Le continent africain (1,3 milliard d'habitants) compte actuellement 16% de la population mondiale. Le fait dramatique est que 67% de la population mondiale vivant dans l'extrême pauvreté se trouve en Afrique. En d'autres termes, deux personnes sur trois vivant dans l'extrême pauvreté dans le monde sont des Africains. Et que, malheureusement, les chiffres de ces dernières années montrent que nous sommes allés de mal en pis : les taux de pauvreté dans les pays à faible revenu sont plus élevés qu'avant la pandémie.
Ce que Federico Bonaglia, directeur adjoint du Centre de développement de l'OCDE, nous a dit lors du lancement de ce rapport, c'est que, sans une croissance plus rapide et plus inclusive, l'éradication de l'extrême pauvreté pourrait prendre plusieurs décennies, et qu'il faudra plus d'un siècle avant que la population mondiale ne parvienne à franchir le seuil des 6,85 dollars par jour.
Le rapport AfDD 2025 ne laisse planer aucun doute : si l'Afrique veut rattraper les pays qui ont réalisé une transformation productive exemplaire, elle doit mobiliser un investissement annuel moyen de 155 milliards de dollars d'ici 2040. Ce chiffre, loin d'être technique, représente 5,6% du PIB de l'Afrique en 2024 et constitue, à mon sens, le véritable thermomètre de l'ambition et de l'engagement du continent pour son propre avenir.
Pourquoi ce seuil est-il si pertinent ? Parce qu'atteindre ce volume d'investissement permettrait non seulement de combler le déficit d'infrastructures, mais aurait également un effet multiplicateur sur la croissance économique. Les calculs du rapport sont convaincants : avec cette injection de capitaux, le PIB africain pourrait croître, en moyenne, de 4,5 points de pourcentage de plus chaque année. Nous parlons donc de la possibilité réelle de doubler la taille de l'économie africaine en seulement trois décennies et, plus important encore, de dépasser l'objectif ambitieux de 7% de croissance annuelle fixé par l'Agenda 2063 de l'Union africaine.
Malgré le besoin incontestable d'investissements dans les infrastructures en Afrique, la réalité est que la mobilisation des ressources reste insuffisante. Entre 2016 et 2020, le continent a à peine réussi à mobiliser 83 milliards de dollars par an, soit un peu plus de la moitié de ce qui est réellement nécessaire pour combler le fossé. Les défis, loin d'être conjoncturels, sont profondément structurels et se manifestent sur trois fronts principaux.

Données sources =>
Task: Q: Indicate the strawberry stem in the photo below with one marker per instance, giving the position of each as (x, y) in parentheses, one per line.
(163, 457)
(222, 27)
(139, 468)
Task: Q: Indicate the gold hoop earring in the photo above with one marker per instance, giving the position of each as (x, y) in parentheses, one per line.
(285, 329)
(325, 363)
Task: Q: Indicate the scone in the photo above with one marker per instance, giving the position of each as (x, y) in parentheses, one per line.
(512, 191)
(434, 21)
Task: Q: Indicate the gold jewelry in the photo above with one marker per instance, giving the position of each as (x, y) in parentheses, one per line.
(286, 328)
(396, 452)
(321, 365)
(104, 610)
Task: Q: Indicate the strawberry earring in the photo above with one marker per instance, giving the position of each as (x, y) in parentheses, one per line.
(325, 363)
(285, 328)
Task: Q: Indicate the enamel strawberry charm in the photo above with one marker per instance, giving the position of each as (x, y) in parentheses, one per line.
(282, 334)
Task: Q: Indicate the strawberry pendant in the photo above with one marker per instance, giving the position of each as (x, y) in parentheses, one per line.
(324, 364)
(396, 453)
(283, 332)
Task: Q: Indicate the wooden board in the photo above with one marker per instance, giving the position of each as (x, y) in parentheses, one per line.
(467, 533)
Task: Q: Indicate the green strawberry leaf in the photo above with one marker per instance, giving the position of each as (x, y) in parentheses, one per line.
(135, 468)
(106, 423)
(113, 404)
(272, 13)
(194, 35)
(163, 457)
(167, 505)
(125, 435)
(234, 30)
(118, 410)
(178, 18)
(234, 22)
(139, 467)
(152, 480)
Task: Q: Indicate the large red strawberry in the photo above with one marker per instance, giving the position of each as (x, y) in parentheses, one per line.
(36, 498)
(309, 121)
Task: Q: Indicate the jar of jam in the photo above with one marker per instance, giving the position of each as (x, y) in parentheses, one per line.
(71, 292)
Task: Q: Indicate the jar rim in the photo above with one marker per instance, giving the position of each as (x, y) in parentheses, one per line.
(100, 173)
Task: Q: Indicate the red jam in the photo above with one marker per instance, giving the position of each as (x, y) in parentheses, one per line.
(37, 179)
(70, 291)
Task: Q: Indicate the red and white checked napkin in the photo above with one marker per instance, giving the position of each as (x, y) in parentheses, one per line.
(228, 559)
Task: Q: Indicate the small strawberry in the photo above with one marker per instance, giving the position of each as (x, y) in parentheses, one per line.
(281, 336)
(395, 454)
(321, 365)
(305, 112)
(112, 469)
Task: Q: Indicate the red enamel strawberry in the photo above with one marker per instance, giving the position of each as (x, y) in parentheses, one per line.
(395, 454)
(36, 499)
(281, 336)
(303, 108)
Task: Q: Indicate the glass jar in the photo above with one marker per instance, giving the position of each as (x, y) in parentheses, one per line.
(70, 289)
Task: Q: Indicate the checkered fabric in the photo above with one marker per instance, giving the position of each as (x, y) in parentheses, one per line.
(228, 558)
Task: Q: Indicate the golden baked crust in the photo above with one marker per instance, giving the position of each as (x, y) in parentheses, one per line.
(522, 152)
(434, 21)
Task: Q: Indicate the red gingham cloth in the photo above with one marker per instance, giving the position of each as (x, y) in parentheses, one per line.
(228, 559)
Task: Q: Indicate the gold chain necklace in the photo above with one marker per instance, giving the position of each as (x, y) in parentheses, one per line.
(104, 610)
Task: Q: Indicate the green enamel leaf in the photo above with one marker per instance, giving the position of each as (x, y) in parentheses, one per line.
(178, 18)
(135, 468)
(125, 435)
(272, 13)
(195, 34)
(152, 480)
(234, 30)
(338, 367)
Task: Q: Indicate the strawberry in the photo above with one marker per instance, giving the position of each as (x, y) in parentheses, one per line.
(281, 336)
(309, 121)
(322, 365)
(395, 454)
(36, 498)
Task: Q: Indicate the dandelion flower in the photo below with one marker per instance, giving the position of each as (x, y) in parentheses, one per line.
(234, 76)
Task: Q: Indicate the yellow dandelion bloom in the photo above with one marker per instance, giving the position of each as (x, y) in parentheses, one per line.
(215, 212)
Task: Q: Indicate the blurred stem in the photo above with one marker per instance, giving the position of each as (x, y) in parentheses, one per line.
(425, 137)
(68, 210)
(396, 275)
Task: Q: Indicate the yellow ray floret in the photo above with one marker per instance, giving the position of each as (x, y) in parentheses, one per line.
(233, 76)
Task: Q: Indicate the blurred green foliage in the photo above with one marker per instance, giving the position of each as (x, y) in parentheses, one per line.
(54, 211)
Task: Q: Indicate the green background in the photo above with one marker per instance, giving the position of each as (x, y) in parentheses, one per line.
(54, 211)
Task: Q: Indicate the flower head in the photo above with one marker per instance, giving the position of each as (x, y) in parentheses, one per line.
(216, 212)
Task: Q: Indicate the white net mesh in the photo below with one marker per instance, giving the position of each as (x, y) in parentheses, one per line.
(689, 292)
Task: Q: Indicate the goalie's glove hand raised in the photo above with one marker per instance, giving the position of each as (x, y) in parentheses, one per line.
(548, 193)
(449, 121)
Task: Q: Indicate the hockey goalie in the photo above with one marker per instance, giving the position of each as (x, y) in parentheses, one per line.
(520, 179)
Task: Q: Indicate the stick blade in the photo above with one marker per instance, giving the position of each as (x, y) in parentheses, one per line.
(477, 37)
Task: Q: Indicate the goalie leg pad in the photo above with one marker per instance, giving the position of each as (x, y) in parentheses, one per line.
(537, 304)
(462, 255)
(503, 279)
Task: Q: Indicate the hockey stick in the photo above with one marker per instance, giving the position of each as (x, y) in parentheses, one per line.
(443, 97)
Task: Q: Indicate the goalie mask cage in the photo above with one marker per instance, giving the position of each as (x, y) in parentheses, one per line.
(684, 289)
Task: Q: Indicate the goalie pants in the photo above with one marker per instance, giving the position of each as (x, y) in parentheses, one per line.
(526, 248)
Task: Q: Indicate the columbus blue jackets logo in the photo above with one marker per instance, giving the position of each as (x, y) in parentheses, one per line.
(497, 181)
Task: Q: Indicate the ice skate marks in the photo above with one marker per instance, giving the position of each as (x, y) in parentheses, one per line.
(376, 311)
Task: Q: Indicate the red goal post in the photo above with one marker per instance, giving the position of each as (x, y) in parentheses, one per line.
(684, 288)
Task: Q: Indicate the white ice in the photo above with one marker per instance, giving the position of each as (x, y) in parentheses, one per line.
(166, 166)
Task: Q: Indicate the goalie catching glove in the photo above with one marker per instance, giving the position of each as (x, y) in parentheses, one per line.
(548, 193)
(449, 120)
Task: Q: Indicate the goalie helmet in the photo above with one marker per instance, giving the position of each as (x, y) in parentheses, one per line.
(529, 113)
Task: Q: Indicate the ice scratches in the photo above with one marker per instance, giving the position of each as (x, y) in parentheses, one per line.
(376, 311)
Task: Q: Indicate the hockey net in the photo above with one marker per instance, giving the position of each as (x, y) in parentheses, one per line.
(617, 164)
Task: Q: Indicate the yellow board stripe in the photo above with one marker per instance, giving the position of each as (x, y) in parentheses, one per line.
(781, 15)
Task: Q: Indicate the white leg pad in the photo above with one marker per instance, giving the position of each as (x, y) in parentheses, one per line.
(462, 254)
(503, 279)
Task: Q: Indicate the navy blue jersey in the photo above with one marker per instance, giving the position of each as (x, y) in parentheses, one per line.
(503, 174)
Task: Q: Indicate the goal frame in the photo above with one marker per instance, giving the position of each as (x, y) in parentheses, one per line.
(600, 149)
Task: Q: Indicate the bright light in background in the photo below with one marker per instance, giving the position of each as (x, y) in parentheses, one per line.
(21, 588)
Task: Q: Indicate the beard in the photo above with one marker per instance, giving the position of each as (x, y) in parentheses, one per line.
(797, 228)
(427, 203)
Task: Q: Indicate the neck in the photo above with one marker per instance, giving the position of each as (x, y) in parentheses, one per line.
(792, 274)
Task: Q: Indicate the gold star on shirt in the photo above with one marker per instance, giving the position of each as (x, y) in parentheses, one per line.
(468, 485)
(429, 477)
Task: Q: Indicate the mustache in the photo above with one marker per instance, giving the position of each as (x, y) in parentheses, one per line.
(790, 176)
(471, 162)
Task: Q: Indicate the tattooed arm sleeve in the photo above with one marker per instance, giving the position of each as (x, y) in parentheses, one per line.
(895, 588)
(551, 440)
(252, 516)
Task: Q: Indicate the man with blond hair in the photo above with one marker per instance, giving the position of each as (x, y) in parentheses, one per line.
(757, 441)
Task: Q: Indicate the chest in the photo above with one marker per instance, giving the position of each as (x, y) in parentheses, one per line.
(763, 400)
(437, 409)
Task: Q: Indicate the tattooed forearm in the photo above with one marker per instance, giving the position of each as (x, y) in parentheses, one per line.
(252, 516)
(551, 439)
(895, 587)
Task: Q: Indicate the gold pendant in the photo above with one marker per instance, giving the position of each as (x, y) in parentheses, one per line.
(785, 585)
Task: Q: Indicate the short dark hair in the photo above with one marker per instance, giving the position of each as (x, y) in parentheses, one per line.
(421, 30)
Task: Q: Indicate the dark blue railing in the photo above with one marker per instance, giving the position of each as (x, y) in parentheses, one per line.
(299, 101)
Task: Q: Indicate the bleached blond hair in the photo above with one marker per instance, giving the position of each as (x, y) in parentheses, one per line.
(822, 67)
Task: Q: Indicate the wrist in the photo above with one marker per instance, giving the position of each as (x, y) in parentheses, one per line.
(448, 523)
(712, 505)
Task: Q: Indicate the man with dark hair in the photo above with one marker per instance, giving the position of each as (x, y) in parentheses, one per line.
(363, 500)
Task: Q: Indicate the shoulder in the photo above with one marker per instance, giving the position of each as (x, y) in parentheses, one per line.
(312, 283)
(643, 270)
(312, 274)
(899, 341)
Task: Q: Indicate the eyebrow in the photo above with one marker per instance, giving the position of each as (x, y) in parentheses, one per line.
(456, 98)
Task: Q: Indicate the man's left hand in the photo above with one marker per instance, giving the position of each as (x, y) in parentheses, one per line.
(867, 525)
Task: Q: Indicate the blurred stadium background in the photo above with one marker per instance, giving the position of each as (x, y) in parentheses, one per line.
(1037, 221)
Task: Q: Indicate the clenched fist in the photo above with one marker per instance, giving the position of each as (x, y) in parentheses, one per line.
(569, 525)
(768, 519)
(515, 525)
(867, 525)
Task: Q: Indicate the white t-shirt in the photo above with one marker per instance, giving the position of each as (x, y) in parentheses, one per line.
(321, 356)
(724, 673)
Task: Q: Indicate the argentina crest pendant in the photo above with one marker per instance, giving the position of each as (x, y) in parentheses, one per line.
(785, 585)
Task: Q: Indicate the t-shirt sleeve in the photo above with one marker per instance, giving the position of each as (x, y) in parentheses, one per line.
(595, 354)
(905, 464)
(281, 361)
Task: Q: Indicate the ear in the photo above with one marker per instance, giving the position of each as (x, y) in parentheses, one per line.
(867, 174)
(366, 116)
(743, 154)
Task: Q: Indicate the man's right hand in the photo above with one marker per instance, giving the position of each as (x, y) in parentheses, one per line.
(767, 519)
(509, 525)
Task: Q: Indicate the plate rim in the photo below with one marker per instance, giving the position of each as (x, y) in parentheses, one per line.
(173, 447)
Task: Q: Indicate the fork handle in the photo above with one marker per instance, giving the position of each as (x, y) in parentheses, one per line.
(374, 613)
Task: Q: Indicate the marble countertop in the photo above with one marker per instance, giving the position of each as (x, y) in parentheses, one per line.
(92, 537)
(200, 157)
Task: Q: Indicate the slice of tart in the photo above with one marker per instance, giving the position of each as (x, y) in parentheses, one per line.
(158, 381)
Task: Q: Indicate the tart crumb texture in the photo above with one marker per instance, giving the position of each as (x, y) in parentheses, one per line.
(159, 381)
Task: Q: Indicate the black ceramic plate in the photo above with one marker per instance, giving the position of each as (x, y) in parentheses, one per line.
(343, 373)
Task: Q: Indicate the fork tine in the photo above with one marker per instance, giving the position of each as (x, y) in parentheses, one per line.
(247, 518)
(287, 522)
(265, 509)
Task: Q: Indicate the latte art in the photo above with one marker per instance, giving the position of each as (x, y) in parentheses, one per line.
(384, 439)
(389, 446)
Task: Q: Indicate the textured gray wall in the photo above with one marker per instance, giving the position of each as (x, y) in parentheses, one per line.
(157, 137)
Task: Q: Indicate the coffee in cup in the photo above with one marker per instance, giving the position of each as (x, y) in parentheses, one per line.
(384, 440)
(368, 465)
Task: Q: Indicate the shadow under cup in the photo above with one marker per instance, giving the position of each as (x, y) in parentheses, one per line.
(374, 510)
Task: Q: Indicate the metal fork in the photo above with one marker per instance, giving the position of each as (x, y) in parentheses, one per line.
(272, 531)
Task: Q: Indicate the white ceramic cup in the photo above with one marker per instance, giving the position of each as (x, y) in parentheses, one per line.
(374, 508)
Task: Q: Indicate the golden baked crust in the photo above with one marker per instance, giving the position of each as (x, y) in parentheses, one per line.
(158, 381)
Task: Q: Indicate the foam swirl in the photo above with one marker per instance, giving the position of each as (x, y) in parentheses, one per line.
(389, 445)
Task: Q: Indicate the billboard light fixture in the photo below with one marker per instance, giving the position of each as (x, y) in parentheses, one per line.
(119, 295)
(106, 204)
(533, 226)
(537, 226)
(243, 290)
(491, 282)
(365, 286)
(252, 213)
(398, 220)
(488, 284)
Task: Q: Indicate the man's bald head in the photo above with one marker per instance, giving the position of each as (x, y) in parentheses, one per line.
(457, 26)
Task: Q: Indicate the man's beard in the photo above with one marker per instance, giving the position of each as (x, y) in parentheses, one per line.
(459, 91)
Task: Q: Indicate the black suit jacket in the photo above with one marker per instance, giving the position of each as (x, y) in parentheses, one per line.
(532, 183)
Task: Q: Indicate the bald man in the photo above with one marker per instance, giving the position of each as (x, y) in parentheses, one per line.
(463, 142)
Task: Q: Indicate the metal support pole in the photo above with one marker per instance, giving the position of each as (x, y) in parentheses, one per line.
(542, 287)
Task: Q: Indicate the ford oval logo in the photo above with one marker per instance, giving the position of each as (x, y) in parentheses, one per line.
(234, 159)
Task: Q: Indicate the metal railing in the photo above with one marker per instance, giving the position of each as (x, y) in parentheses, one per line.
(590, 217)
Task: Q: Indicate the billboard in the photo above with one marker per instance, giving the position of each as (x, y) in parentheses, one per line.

Consignes de travail =>
1. Relevez chaque ligne des enregistrements contenant le mot « leaf », en tenant compte de la casse.
2. Reprenez le texte sur le développement de l'Afrique à l'endroit où il s'arrête et poursuivez-le, s'il vous plaît.
Les enregistrements n'ont aucun lien avec le texte sur le développement de l'Afrique.

Résultats des tâches =>
1.
Task: Q: Indicate the green strawberry leaf in the photo above with one marker per instance, giving the position of each as (x, y) in parentheses, one per line.
Task: Q: Indicate the green enamel leaf in the photo above with one marker per instance, giving the position of each as (x, y) in parentheses, one per line.

2.
Tout d'abord, la dette souveraine et la faible marge de manœuvre budgétaire : les gouvernements africains ont vu leur marge de manœuvre se réduire considérablement. Aujourd'hui, ils dépensent en moyenne sept fois plus pour le paiement des intérêts de la dette que pour l'investissement dans les infrastructures. Dans 15 pays, les dépenses en intérêts dépassent même les dépenses en nouvelles infrastructures.
Deuxièmement, le coût élevé des capitaux privés : la participation du secteur privé est minime, ne représentant que 11% de l'investissement total. Le coût moyen du capital pour les projets d'infrastructure en Afrique s'élève à 13%, bien au-dessus des 8% observés dans les pays de l'OCDE. Cela souligne l'urgence de réduire le risque perçu et d'améliorer la transparence pour attirer les investisseurs.
Enfin, l'incertitude du financement du développement : bien que les partenaires bilatéraux et multilatéraux fournissent près de la moitié des investissements, l'avenir est incertain. L'aide publique au développement mondiale devrait diminuer de 17% d'ici 2025, une baisse qui affectera particulièrement les pays africains les plus vulnérables, qui reçoivent déjà 40% de moins de financement par rapport à leur population.

Cela dit, il n'échappe à personne que toute cette démarche, aussi ambitieuse soit-elle, se heurte à une question aussi simple que dévastatrice : d'où viendra l'argent ? Car, comme je l'ai souligné à d'autres occasions, le grand défi reste l'accès au financement, soit en raison du lourd fardeau de la dette extérieure, soit en raison des taux d'intérêt élevés qui rendent toute tentative de progrès si onéreuse. La question financière, en somme, est le véritable nœud gordien que l'Afrique doit dénouer si elle veut transformer son potentiel en une réalité tangible et durable. Et cela nécessite un effort de solidarité de la part du reste du monde.
Les initiatives proposées se concentrent sur les infrastructures qui accéléreront la transformation productive, et le rapport va même jusqu'à proposer une ventilation des besoins d'investissement, tels que les réseaux routiers (32%), les chemins de fer (24%), les câbles à fibres optiques (23%) et le déploiement de panneaux solaires (17%). Il est intéressant de noter que le rapport discute même des axes de transport à développer, citant pas moins de 69 projets transfrontaliers destinés à stimuler le commerce régional et à élargir l'accès aux services essentiels.
Par exemple, M. Bonaglia a expliqué que l'Afrique de l'Ouest, notre voisin le plus proche, doit investir principalement dans les transports (plus de la moitié des investissements) et dans le secteur numérique, en donnant la priorité aux routes praticables en toute saison et à un meilleur accès à l'énergie pour soutenir la transformation de l'agriculture.
Le directeur général des relations avec l'Afrique du gouvernement des Canaries, Luis Padilla, et le directeur de l'action extérieure du Cabildo, Pedro González, ainsi qu'un grand groupe d'hommes d'affaires de la province, dirigé par Pedro Afonso, de CEOE-Tenerife, ont assisté à la présentation dans le Salón Noble du Cabildo de Tenerife.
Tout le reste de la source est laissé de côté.